Location identification items
--------------------

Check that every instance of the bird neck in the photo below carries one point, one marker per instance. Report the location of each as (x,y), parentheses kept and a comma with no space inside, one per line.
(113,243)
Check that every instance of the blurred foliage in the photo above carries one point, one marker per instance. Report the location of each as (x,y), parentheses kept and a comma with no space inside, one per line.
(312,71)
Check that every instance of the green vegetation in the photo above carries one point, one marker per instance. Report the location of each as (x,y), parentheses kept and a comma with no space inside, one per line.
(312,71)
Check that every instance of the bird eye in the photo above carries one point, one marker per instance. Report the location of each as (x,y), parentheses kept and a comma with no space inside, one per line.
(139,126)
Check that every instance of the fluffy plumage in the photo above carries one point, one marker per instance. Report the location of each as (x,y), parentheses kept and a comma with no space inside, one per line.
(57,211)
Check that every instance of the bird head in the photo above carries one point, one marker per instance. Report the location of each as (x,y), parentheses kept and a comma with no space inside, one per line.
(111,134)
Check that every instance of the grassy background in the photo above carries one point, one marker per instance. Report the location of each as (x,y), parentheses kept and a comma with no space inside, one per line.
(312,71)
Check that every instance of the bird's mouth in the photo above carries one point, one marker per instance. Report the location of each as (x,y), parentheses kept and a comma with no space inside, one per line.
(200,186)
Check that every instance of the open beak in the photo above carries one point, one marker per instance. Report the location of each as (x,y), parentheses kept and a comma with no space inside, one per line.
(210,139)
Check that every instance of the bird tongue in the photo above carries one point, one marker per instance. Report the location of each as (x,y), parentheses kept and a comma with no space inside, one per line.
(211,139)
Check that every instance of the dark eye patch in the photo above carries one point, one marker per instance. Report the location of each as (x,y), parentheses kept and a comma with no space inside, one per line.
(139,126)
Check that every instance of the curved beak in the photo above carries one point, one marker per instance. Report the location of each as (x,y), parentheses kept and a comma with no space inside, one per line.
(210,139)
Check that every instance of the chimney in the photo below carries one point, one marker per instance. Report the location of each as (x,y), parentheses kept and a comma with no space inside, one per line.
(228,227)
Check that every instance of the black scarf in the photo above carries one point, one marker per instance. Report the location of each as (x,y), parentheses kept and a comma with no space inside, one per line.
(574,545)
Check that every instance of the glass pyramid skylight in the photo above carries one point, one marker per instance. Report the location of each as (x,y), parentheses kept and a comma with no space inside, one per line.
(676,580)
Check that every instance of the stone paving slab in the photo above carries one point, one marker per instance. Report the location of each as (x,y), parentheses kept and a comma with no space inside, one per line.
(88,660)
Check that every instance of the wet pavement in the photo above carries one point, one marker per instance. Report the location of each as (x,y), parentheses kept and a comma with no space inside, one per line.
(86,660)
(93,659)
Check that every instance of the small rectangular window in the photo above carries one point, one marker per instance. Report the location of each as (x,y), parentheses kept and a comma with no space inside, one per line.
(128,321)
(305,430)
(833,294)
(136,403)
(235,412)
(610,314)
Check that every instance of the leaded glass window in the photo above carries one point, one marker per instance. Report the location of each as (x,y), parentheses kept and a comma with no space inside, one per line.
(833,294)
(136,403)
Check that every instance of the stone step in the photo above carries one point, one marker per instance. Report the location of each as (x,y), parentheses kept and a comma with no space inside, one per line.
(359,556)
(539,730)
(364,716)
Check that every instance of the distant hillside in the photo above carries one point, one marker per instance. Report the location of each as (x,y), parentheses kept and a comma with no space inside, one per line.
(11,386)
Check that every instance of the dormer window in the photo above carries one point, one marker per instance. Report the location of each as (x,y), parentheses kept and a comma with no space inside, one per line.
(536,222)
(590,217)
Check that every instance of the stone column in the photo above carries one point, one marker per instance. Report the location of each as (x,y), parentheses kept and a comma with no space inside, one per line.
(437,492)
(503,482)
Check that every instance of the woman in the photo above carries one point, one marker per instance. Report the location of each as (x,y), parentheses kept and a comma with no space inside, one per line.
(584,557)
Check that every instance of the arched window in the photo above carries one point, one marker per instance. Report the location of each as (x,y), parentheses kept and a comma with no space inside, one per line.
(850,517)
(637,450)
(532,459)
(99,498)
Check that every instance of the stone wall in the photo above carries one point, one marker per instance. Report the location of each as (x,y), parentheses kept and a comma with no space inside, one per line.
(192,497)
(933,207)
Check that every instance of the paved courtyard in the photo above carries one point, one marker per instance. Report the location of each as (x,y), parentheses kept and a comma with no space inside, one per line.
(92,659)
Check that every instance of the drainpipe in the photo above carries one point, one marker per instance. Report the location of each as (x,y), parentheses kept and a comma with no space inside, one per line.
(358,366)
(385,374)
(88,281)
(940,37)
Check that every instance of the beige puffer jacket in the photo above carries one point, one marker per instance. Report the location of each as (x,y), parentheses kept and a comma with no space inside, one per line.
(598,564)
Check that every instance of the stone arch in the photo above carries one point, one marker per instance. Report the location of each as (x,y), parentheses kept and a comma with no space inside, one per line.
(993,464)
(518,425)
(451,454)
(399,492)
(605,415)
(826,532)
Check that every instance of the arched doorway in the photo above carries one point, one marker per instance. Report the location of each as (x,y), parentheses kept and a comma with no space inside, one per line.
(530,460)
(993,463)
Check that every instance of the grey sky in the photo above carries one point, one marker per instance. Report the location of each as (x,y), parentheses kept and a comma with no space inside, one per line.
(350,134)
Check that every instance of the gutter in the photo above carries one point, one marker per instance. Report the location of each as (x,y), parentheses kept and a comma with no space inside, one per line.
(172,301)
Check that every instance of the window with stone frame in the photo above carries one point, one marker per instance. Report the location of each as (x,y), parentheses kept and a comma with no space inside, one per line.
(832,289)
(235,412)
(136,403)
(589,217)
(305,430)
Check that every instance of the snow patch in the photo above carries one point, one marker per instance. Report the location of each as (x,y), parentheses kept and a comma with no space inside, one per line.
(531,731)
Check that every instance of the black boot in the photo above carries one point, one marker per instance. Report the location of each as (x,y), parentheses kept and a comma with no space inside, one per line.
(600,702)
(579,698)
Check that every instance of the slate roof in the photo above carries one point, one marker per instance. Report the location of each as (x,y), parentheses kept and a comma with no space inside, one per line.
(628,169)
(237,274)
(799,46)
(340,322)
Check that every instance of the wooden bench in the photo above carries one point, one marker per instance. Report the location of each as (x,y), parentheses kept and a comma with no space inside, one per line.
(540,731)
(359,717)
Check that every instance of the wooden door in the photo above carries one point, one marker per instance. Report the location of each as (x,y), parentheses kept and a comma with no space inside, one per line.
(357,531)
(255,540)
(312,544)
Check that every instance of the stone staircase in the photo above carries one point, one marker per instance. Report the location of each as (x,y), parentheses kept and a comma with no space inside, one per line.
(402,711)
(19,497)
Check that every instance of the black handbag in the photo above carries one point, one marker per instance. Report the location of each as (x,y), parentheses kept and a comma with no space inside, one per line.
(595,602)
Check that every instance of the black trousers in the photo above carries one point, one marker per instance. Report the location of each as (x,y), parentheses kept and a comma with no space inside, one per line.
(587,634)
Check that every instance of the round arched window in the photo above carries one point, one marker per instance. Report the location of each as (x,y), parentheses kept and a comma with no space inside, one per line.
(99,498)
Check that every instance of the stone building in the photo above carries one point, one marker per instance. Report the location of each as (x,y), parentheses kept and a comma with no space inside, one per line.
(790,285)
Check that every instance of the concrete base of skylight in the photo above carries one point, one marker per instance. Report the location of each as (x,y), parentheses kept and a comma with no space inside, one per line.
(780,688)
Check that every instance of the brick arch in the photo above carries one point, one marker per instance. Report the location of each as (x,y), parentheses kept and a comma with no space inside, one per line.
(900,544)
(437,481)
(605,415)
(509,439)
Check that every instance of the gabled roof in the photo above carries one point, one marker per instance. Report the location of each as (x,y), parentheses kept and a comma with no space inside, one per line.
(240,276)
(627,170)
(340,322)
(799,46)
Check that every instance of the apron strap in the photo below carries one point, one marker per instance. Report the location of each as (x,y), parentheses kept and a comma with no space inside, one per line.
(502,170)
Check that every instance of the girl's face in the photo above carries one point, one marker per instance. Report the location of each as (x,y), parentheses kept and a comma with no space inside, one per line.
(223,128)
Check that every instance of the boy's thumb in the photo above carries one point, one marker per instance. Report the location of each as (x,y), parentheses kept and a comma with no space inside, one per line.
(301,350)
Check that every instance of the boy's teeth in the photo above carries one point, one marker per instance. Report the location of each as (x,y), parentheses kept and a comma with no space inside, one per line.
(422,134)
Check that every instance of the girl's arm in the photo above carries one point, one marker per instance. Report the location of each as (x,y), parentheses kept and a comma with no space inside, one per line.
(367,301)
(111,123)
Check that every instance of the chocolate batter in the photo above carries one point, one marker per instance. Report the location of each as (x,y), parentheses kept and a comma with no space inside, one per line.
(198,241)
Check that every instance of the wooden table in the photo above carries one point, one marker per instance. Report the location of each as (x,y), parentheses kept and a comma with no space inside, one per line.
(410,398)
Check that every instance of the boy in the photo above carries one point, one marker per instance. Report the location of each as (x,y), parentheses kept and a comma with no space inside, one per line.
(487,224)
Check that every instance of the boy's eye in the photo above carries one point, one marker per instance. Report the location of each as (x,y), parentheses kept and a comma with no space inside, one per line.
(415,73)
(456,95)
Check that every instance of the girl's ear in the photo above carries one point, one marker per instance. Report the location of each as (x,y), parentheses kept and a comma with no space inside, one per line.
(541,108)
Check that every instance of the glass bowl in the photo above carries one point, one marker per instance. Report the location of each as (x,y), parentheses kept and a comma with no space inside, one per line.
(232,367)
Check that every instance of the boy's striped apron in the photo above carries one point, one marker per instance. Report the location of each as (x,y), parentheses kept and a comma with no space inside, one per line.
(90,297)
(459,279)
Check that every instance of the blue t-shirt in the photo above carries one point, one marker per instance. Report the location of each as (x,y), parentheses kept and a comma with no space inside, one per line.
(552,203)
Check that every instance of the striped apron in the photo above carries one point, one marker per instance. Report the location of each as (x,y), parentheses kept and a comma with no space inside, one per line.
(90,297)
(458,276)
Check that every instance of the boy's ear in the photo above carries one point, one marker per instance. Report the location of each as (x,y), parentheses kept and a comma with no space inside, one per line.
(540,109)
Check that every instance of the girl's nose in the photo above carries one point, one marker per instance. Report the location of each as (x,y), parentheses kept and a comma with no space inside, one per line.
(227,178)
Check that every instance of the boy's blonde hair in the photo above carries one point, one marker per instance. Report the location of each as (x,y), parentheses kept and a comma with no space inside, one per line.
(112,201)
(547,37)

--------------------

:: The task ::
Repeat the lines above word for word, starting at the line that contains "Check that every instance of the boy's ear" and continuing through the last line.

:: Answer to the problem ::
Check that every instance of the boy's ear in the photo above carries one point, one marker per instance. Report the location of each as (x,y), parentheses kept and a comma with no space inside, one per line.
(540,109)
Check that every instance of the girl's nose in the photo above carries one point, one marker per instance. Report the location of each as (x,y), parentheses kept and a comma with no space inside, one per line.
(227,178)
Check that every instance of the boy's blonde hair in the photo above carries one point, one marker per instance. Report the location of each as (x,y), parentheses kept and a comma with no space inside, one per line.
(112,201)
(547,37)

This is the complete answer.